**Requests:**
- A) Answer these questions from the passage on a changed world.
(i) What shared condition does the passage compare most people's state to?
(ii) For how many reasons did the quoted words resonate with the writer?
(iii) Which decade do leaders seem to be stuck in?
- B) Extend the passage on a changed world, picking up right after its final sentence.

**Extract:**
That feeling of disorientation we tell one another about? Of not understanding whom we can trust and what to believe? Of friends and loved ones behaving like strangers? It’s because our world has changed, but, like a collective case of jet lag, most of us are still attuned to the rhythms and habits of the place left behind. It’s past time to find our bearings in this new place.

This resonated with me for three reasons. The most obvious is that I’ve gotten that feeling she describes from interacting with our culture. The second reason is that I’ve been arguing for a while now that we are, in a material and practical sense, on a different planet from the one on which humanity built this civilization. I believe that, as scientists have long been warning, we’ve passed the point at which we’ll be able to stop our planet from warming for generations to come. It is currently shifting towards a new equilibrium, much hotter than anything our species has had to deal with, and while I believe it’s possible to reverse that trend, we’re nowhere close to doing so. We are on a different planet, and yet our society acts as though nothing has changed.

Which brings me to the third reason Klein’s words caught my attention: The fact that our leaders appear to be stuck in the past. Specifically, they seem to be stuck in the 90s.

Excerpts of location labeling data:

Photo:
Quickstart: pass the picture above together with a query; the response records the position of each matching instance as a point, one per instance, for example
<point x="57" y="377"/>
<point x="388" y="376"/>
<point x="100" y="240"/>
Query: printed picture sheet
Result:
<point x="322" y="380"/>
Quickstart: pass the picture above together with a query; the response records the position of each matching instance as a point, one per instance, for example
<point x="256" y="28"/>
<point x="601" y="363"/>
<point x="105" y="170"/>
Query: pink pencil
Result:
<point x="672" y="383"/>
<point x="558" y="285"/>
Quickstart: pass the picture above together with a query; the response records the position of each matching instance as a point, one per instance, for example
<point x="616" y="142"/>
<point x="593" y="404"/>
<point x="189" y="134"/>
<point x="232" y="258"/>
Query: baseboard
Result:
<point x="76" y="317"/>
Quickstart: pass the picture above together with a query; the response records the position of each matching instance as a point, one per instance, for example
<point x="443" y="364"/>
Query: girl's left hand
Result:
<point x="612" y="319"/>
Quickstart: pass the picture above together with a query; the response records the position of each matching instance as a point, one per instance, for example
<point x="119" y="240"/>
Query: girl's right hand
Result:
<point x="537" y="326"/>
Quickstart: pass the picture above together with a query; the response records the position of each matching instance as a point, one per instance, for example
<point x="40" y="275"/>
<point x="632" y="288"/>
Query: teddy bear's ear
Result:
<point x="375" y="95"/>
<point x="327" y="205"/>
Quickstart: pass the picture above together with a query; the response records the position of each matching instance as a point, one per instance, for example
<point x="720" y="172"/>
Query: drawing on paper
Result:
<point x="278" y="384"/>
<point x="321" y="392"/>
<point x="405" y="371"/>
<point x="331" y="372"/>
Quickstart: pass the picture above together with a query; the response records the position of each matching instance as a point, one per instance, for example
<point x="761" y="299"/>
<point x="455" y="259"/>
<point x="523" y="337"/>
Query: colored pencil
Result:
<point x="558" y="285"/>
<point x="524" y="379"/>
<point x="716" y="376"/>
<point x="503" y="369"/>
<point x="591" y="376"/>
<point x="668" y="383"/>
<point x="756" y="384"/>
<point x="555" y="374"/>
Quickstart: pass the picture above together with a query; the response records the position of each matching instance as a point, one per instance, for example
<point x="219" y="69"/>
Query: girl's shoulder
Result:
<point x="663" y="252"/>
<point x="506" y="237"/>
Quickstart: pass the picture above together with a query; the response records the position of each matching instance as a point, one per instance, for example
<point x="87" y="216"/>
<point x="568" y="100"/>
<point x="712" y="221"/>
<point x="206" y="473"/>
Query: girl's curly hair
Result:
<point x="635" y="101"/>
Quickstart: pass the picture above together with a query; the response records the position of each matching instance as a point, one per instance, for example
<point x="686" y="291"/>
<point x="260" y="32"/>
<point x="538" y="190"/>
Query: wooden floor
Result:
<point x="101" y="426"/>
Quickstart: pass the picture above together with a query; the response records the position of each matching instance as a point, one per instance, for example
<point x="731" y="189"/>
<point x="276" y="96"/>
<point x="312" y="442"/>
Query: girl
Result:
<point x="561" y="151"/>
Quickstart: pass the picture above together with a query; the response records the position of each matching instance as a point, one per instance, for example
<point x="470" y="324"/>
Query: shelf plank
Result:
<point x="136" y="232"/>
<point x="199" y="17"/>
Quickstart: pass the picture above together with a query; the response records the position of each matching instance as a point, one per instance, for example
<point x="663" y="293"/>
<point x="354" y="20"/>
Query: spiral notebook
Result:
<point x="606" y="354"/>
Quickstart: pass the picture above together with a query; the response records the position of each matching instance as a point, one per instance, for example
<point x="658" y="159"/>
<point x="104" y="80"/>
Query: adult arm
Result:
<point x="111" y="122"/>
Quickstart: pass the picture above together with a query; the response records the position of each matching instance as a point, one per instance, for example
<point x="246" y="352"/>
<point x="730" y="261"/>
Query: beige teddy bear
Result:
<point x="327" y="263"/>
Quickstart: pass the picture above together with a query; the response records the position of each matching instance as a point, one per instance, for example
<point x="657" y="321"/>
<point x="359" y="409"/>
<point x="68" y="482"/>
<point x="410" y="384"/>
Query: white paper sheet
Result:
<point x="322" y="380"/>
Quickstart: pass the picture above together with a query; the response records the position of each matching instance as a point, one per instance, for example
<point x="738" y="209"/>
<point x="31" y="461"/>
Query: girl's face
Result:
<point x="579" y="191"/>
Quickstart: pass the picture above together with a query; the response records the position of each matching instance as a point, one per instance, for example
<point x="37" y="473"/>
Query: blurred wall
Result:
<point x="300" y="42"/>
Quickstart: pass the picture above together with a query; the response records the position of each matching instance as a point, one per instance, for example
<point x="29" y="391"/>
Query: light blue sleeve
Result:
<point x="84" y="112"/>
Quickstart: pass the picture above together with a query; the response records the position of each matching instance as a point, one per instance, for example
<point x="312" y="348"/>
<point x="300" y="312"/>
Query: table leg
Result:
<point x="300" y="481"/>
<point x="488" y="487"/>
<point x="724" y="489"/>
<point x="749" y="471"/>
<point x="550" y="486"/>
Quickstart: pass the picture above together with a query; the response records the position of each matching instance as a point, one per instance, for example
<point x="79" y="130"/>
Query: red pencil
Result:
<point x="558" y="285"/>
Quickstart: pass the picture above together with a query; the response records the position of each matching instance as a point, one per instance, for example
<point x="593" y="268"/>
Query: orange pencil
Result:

**Set of answers:**
- A)
(i) A collective case of jet lag
(ii) Three
(iii) The 90s

- B)
Growing up, the music I listened to was heavily influenced by my older brother’s tastes, and one group to which he introduced me was the Canadian band Moxy Früvous. They’ve got a lot of good songs, but this one – Stuck in the 90’s – has been echoing in my head for years now, like the discordant soundtrack of a dystopian thriller. The song relates the experience of someone named Clem, who has a fantasy of living in a society freed from the shackles of right-wing politics, before coming back to the grim reality of triumphant neoliberalism:

Clem had a daydream, daydream from heaven
Picked up the headline, his country was made up of singers
And no more right-wingers

He wakes up to “Homeless are stupid, welfare is stupid
Private investment efficiency, cool fiscal plannin'”
Sounds like more Pat Buchanan

Back in his day job this afternoon
Unlikely he’ll move down to Cuba soon

Reluctant to find he’s stuck in the 90’s again

Obviously, I relate to Clem here, but the reason this song has made a permanent home in my brain, is my growing awareness that a number of the people running the United States (though not just the United States), are people for whom the 1990s represent the pinnacle of what society had to offer the world. I’m talking about elderly Democratic Party politicians like Joe Biden and Nancy Pelosi, many of whom were born before World War 2, and whose lives and politics were heavily influenced by the Cold War, and particularly the Reagan era. The ones who, from a progressive liberal perspective, seem to mean well, and say they want progressive policies, but somehow never seem to fight for them.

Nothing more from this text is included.